### Problem description
Reproduce each of the following entries verbatim, without altering any character.

[Entries from a pointing dataset]
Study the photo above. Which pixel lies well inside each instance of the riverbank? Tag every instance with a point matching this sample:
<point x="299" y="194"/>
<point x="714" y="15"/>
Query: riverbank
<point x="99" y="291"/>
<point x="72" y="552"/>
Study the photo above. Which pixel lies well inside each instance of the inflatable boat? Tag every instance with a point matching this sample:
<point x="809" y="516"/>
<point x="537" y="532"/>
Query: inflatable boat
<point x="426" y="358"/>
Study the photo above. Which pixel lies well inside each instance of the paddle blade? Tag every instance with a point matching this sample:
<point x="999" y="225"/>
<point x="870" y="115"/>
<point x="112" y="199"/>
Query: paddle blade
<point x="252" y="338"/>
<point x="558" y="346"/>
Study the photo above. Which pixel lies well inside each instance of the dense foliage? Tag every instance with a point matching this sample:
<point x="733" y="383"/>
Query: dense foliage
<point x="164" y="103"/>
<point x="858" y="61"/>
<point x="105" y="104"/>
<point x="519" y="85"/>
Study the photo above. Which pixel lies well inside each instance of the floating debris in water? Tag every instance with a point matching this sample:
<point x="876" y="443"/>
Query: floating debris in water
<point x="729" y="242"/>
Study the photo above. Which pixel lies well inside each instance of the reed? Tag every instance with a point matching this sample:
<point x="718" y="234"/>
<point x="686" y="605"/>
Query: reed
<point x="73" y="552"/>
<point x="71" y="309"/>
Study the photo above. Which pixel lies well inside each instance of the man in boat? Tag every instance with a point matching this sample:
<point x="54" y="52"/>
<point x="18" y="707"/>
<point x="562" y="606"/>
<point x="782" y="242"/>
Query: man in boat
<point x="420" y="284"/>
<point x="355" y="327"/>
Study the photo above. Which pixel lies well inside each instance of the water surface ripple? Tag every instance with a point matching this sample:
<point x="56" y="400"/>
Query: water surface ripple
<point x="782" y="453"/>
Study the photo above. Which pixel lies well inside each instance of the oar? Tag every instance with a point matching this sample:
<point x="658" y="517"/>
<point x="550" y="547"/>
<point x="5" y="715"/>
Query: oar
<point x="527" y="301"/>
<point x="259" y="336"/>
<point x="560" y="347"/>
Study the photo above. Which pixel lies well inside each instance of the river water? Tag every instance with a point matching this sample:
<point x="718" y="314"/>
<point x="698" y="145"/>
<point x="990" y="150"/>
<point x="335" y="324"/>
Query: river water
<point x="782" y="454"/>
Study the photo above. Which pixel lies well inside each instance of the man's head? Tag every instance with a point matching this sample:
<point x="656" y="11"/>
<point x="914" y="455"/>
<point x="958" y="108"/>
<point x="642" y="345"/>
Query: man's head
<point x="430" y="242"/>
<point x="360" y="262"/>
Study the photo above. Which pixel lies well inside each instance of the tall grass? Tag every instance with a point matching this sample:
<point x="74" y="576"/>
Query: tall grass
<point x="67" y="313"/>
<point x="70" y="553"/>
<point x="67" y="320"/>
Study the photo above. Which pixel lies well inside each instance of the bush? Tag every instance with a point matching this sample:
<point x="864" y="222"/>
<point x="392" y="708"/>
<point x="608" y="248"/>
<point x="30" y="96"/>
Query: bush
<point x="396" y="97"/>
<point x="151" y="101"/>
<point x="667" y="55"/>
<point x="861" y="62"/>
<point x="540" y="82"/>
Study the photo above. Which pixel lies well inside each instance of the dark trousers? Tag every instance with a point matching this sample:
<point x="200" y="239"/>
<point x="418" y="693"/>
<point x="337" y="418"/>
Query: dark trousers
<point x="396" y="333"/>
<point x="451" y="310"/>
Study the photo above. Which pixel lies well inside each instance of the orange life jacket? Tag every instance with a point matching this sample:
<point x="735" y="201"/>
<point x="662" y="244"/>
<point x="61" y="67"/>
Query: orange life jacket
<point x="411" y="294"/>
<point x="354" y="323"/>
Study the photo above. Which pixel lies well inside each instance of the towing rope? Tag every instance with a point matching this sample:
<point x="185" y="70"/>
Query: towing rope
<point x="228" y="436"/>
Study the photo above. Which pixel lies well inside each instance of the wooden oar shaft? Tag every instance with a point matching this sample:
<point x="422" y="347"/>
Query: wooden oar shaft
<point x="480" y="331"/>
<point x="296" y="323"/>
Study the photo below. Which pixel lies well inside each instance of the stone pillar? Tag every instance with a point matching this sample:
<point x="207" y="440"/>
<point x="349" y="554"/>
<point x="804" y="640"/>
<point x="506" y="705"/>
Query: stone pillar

### Full solution
Study the photo above. Which pixel lies well inside each instance of the riverbank? Tag every instance with a point matching this sample:
<point x="299" y="194"/>
<point x="714" y="15"/>
Query: riverbank
<point x="99" y="291"/>
<point x="72" y="552"/>
Study the photo above. Which pixel lies well inside each instance of the inflatable boat? Tag every instance with a point matching this sample:
<point x="809" y="516"/>
<point x="537" y="532"/>
Query: inflatable boat
<point x="426" y="358"/>
Study the photo above. Which pixel lies well inside each instance of the paddle blade? Tag every instance with a point matching this sample:
<point x="999" y="225"/>
<point x="870" y="115"/>
<point x="112" y="199"/>
Query: paddle blade
<point x="252" y="338"/>
<point x="558" y="346"/>
Study the photo above. Which pixel lies well inside each instance of the dense foliage? Tag every instance with a point matching this sample:
<point x="733" y="383"/>
Query: dense foliage
<point x="164" y="103"/>
<point x="858" y="61"/>
<point x="105" y="104"/>
<point x="519" y="85"/>
Study the photo above. Which pixel lies well inside each instance of the floating debris in water? Tag every instance with a point matching this sample:
<point x="876" y="443"/>
Query: floating debris in water
<point x="729" y="242"/>
Study the photo above. Which pixel lies well inside each instance of the reed? Tag every instance with a point matching this sample:
<point x="718" y="234"/>
<point x="686" y="605"/>
Query: reed
<point x="73" y="552"/>
<point x="71" y="309"/>
Study the photo above. Which pixel lies well inside each instance of the man in boat? Tag every instance with a point matching this sample:
<point x="54" y="52"/>
<point x="18" y="707"/>
<point x="562" y="606"/>
<point x="782" y="242"/>
Query: man in boat
<point x="420" y="284"/>
<point x="355" y="327"/>
Study the photo above. Which pixel lies well inside each instance of the water surface ripple? Tag every instance with a point matching this sample:
<point x="56" y="400"/>
Query: water surface ripple
<point x="782" y="453"/>
Study the photo above. Which pixel lies well inside each instance of the oar? Tag every instance with a point matching this sample:
<point x="658" y="517"/>
<point x="550" y="547"/>
<point x="5" y="715"/>
Query: oar
<point x="527" y="301"/>
<point x="259" y="336"/>
<point x="560" y="347"/>
Study the photo above. Which pixel lies well inside each instance of the river water? Tag every instance with a point matching this sample:
<point x="718" y="314"/>
<point x="698" y="145"/>
<point x="990" y="150"/>
<point x="335" y="324"/>
Query: river water
<point x="782" y="454"/>
Study the photo above. Which pixel lies well inside each instance of the man's head? Tag every instance with a point matching this sample:
<point x="656" y="11"/>
<point x="914" y="455"/>
<point x="958" y="108"/>
<point x="642" y="345"/>
Query: man's head
<point x="430" y="242"/>
<point x="360" y="262"/>
Study the photo above. Which pixel lies well inside each instance of the tall grass? Tag every instance with a point matching this sample:
<point x="74" y="576"/>
Query: tall grass
<point x="67" y="313"/>
<point x="70" y="553"/>
<point x="67" y="320"/>
Study the photo above. Which pixel lies well inside each instance of the bush? Tag every instance with a point matching this sample:
<point x="864" y="222"/>
<point x="392" y="708"/>
<point x="608" y="248"/>
<point x="30" y="96"/>
Query: bush
<point x="396" y="97"/>
<point x="151" y="101"/>
<point x="667" y="55"/>
<point x="861" y="62"/>
<point x="540" y="82"/>
Study the photo above. Which pixel lies well inside each instance of the dark trousers? Tag every instance with a point matching this sample:
<point x="200" y="239"/>
<point x="418" y="693"/>
<point x="337" y="418"/>
Query: dark trousers
<point x="396" y="333"/>
<point x="451" y="310"/>
Study the photo above. Which pixel lies well inside each instance of the orange life jacket? Tag every instance with a point matching this sample:
<point x="735" y="201"/>
<point x="662" y="244"/>
<point x="61" y="67"/>
Query: orange life jacket
<point x="411" y="294"/>
<point x="354" y="323"/>
Study the photo above. Which pixel lies well inside each instance of the towing rope? Tag every instance with a point matching this sample:
<point x="185" y="70"/>
Query: towing rope
<point x="228" y="436"/>
Study the photo above. Which pixel lies well inside each instance of the wooden oar shaft? Tag every instance with a point matching this sample:
<point x="422" y="347"/>
Query: wooden oar shaft
<point x="480" y="331"/>
<point x="296" y="323"/>
Study the photo below. Which pixel lies well inside each instance of the stone pillar? Tag every instance with a point matching this sample:
<point x="207" y="440"/>
<point x="349" y="554"/>
<point x="804" y="640"/>
<point x="506" y="705"/>
Query: stone pillar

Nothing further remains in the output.